EXERCISE DETAILS:
Convert the records below into a numbered list with one line per item, and leave out any blank lines.

(Collected data)
++++

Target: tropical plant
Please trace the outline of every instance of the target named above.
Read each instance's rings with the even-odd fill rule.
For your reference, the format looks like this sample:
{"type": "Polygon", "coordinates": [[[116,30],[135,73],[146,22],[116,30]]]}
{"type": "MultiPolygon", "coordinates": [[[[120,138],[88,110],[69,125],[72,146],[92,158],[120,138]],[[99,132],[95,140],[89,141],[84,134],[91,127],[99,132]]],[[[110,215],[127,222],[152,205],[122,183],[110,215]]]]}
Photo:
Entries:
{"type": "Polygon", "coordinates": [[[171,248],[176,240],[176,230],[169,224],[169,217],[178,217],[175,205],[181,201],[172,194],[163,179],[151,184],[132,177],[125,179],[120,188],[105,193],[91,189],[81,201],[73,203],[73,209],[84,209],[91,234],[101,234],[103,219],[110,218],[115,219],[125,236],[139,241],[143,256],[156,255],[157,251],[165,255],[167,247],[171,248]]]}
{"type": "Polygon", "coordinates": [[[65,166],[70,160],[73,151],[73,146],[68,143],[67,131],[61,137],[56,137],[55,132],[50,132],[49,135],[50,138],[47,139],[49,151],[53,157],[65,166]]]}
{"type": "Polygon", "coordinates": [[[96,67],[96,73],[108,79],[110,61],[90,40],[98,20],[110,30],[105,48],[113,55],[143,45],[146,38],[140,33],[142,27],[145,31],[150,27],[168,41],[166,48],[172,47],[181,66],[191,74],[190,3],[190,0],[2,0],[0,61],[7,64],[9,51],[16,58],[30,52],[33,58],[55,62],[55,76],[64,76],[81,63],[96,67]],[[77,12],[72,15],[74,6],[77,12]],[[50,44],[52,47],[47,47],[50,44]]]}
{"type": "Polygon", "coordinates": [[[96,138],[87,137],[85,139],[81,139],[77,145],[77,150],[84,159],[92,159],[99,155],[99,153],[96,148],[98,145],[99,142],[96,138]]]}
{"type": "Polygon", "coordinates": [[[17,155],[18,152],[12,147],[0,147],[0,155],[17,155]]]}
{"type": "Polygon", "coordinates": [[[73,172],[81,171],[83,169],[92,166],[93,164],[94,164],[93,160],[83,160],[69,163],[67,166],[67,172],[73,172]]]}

++++

FINAL RESULT:
1. Target: tropical plant
2. Please trace the outline of every instance of the target named above.
3. Read each instance's rings with the even-odd fill rule.
4. For your reference, the format looks like this sample:
5. {"type": "Polygon", "coordinates": [[[116,30],[135,73],[146,22],[116,30]]]}
6. {"type": "MultiPolygon", "coordinates": [[[[120,138],[88,110],[69,125],[72,146],[92,158],[120,138]],[[99,132],[95,140],[89,141],[84,134],[91,127],[99,132]]],[[[110,215],[127,222],[152,205],[122,183],[110,215]]]]}
7. Photo:
8. Entries:
9. {"type": "Polygon", "coordinates": [[[171,248],[176,240],[176,230],[169,224],[169,217],[178,217],[175,205],[181,201],[172,194],[163,179],[151,184],[132,177],[125,179],[120,188],[105,193],[91,189],[81,201],[73,203],[73,209],[84,209],[91,234],[101,234],[103,219],[110,218],[115,219],[125,236],[139,241],[143,256],[156,255],[157,251],[165,255],[167,247],[171,248]]]}
10. {"type": "Polygon", "coordinates": [[[65,166],[70,160],[73,151],[73,146],[68,143],[67,131],[61,137],[56,137],[55,132],[50,132],[49,135],[50,138],[47,139],[49,151],[53,157],[65,166]]]}
11. {"type": "Polygon", "coordinates": [[[96,67],[96,73],[108,79],[110,61],[90,40],[98,20],[110,30],[105,48],[113,55],[143,45],[146,38],[140,33],[142,27],[145,31],[150,27],[168,41],[166,48],[172,47],[181,66],[191,74],[190,3],[190,0],[2,0],[0,61],[7,64],[9,51],[16,58],[30,52],[33,58],[55,62],[55,76],[64,76],[81,63],[96,67]],[[77,12],[72,15],[74,6],[77,12]],[[50,44],[52,47],[47,47],[50,44]]]}
12. {"type": "Polygon", "coordinates": [[[96,138],[87,137],[85,139],[81,139],[77,145],[77,150],[84,159],[92,159],[99,155],[99,153],[96,148],[98,145],[99,142],[96,138]]]}
13. {"type": "Polygon", "coordinates": [[[17,155],[18,152],[12,147],[0,147],[0,155],[17,155]]]}
14. {"type": "Polygon", "coordinates": [[[73,172],[81,171],[83,169],[92,166],[93,164],[94,164],[93,160],[83,160],[69,163],[67,166],[67,172],[73,172]]]}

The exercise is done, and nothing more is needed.